Items from a data source
+ + + + + + +
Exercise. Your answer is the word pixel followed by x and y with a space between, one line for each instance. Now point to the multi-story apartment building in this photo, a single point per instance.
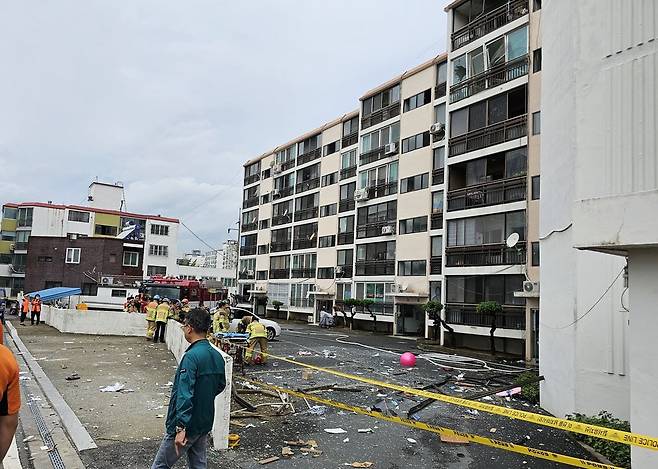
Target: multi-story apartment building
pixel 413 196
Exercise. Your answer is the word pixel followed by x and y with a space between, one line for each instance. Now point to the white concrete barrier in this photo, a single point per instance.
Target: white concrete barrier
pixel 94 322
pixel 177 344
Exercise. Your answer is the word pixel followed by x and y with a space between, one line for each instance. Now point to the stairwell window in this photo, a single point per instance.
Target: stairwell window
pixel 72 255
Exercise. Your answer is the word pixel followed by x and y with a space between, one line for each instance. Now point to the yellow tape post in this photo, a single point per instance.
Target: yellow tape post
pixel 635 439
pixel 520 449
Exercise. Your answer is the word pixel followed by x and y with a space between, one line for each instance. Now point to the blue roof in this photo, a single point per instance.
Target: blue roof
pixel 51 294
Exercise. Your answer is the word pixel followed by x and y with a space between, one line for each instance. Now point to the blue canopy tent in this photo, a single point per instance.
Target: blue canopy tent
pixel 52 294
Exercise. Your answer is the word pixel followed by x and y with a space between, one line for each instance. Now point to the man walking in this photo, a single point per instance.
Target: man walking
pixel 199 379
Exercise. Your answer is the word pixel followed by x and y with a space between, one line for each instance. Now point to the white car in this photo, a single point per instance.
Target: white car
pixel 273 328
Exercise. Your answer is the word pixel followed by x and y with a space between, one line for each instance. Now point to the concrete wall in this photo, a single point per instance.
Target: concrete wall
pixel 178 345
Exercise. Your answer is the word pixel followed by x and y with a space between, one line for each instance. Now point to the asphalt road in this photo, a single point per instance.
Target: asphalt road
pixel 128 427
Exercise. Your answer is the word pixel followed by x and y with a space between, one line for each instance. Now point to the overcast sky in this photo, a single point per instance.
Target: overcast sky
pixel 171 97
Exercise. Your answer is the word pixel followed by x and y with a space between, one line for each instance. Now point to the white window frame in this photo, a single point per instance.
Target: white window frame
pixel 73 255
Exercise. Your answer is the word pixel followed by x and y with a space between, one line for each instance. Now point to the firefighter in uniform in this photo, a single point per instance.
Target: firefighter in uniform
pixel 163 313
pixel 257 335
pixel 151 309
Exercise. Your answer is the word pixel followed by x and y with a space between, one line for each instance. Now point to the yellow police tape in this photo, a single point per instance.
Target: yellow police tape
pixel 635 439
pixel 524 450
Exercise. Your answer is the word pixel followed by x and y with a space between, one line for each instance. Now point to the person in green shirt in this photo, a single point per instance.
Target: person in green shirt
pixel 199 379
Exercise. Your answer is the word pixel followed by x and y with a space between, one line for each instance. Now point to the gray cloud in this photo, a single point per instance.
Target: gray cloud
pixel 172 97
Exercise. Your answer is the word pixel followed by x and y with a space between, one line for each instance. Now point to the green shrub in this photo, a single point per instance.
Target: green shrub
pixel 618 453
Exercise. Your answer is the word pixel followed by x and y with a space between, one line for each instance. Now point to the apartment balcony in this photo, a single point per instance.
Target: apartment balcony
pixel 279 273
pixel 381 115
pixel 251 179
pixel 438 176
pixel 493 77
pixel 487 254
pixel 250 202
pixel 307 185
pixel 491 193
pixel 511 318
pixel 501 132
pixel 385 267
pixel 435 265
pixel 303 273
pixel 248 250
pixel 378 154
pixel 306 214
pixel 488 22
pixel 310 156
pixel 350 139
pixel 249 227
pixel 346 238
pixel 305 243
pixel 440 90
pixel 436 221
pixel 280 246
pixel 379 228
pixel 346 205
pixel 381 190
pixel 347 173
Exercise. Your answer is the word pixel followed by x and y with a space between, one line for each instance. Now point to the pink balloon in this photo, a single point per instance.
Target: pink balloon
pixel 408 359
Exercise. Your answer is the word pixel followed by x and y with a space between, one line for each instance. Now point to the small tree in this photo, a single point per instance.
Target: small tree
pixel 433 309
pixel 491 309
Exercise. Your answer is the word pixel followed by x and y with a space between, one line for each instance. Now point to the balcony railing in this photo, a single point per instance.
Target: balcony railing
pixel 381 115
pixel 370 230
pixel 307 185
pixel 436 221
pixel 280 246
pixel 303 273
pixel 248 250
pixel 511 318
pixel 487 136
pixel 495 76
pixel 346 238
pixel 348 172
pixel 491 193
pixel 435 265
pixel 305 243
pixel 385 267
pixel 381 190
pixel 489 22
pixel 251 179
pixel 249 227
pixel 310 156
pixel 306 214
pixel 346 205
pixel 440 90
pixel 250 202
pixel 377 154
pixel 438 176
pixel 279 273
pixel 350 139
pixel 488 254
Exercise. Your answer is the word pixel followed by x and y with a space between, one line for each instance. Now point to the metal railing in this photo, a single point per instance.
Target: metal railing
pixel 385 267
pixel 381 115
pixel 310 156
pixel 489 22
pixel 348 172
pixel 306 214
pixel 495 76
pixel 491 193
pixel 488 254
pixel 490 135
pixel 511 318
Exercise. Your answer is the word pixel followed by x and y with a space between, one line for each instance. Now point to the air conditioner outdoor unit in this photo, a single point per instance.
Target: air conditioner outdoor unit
+ + + + + + +
▶ **Exercise requirements**: Copy all of the data above line for line, leaving out the pictures.

▶ **Output of the exercise**:
Exercise. Your answer is the word pixel followed by x and y with a space between, one line for each instance. Now point to the multi-story apartment building in this photo, a single point per instance.
Target: multi-story apartment building
pixel 413 196
Exercise. Your answer is the word pixel followed by x and y with a space between, one line for each instance. Now point to the white concrete barrier in this photo, a single point per instance.
Target: white concrete barrier
pixel 94 322
pixel 177 344
Exercise. Your answer is the word pixel followed by x and y with a space between, one line for each instance. Now point to the stairwell window in this photo, a single point per instance.
Target: stairwell window
pixel 72 255
Exercise. Your answer is the word pixel followed by x and y with a space between, one line for each instance. Now point to the yellow tape post in this photo, a single point per instance.
Target: yellow tape post
pixel 635 439
pixel 520 449
Exercise. Your answer is the word pixel followed by x and y with a space between, one line for each instance. Now point to the blue roof in this photo, a single point per instance.
Target: blue roof
pixel 51 294
Exercise. Your answer is the word pixel followed by x and y with a space between, one line for each instance. Now point to the blue canopy tent in this photo, a single point per instance.
Target: blue canopy tent
pixel 52 294
Exercise. Your answer is the word pixel followed by x and y with a space between, one line for each instance. Now point to the man walking in this photo, a single point per instance.
Target: man walking
pixel 199 379
Exercise. Your answer is the word pixel followed by x and y with a space between, one line for each instance. Now point to the white car in this photo, a single point per instance.
Target: white car
pixel 273 328
Exercise. Your answer is the word pixel followed by x and y with a space between, one line for each instance. Now point to the concrete wall in this photo, a single point per instance.
Target: concrete wall
pixel 178 345
Exercise. Your answer is the word pixel followed by x and y with a space between, one line for each instance. Now point to the asphalt road in this photo, a single point per instance.
Target: asphalt road
pixel 128 427
Exercise. Your answer is the word pixel followed by x and y with a space between, one line for each instance. Now point to the overcast sky in this photo, a single point per instance.
Target: overcast sky
pixel 171 97
Exercise. Your answer is the word pixel followed by x and y with a space between, one line for each instance. Now point to the white window frame in this photo, a single point per instance.
Target: white window frame
pixel 73 255
Exercise. Your answer is the word pixel followed by x and y with a space between, one line for each instance. Now point to the firefighter in uniform in this photo, a single point per instance.
Target: firefighter in uniform
pixel 163 313
pixel 257 335
pixel 151 309
Exercise. Your answer is the word pixel followed by x and y with a space between, one line for each instance. Now point to the yellow police tape in this photo, a single point per instance.
Target: yellow police tape
pixel 635 439
pixel 524 450
Exercise. Your answer is the word pixel followed by x and y with a space between, one line for each instance. Now point to the person in green shirt in this photo, a single point per instance.
Target: person in green shirt
pixel 199 379
Exercise. Your answer is the word pixel followed by x and y with a space between, one line for each instance. Now point to the gray cloud in this photo, a single point per instance.
Target: gray cloud
pixel 172 97
Exercise. Your answer is the word pixel followed by x and y with a space between, one line for each instance. Now point to the green shrub in this photo, a single point per instance.
Target: green shrub
pixel 618 453
Exercise. Your answer is the word pixel followed by x and y with a space between, one line for each instance. Now point to the apartment balcony in this photo, a single point per instance.
Target: apartment balcony
pixel 279 273
pixel 381 115
pixel 251 179
pixel 438 176
pixel 493 77
pixel 487 254
pixel 250 202
pixel 307 185
pixel 491 193
pixel 511 318
pixel 501 132
pixel 385 267
pixel 435 265
pixel 303 273
pixel 248 250
pixel 378 154
pixel 306 214
pixel 488 22
pixel 310 156
pixel 350 139
pixel 249 227
pixel 346 238
pixel 305 243
pixel 440 90
pixel 436 221
pixel 280 246
pixel 379 228
pixel 346 205
pixel 381 190
pixel 347 173
Exercise. Your answer is the word pixel followed by x and y with a space between, one line for each instance. Now point to the pink balloon in this photo, a single point per instance.
Target: pink balloon
pixel 408 359
Exercise. Your answer is the word pixel followed by x and y with a space between, one line for each instance. Now point to the small tree in this photo, a single point per instance.
Target: small tree
pixel 433 309
pixel 491 309
Exercise. Your answer is the word pixel followed by x and y with a space between, one line for each instance. Now point to the balcony railing in this photo, a single point per instance.
Target: balcony railing
pixel 381 115
pixel 370 230
pixel 307 185
pixel 436 221
pixel 280 246
pixel 303 273
pixel 248 250
pixel 511 318
pixel 487 136
pixel 495 76
pixel 346 238
pixel 348 172
pixel 491 193
pixel 435 265
pixel 305 243
pixel 385 267
pixel 381 190
pixel 489 22
pixel 251 179
pixel 249 227
pixel 310 156
pixel 306 214
pixel 346 205
pixel 440 90
pixel 250 202
pixel 377 154
pixel 438 176
pixel 279 273
pixel 350 139
pixel 488 254
Exercise. Your answer is the word pixel followed by x and y with a space between, one line for each instance. Now point to the metal railing in this photo, a single point per instance.
Target: metal railing
pixel 385 267
pixel 381 115
pixel 310 156
pixel 489 22
pixel 348 172
pixel 306 214
pixel 495 76
pixel 491 193
pixel 488 254
pixel 490 135
pixel 511 318
Exercise. Your answer is the word pixel followed by x and y with a space between, one line for each instance. Now point to the air conditioner outdoor unit in this photo, a single point per instance.
Target: air conditioner outdoor unit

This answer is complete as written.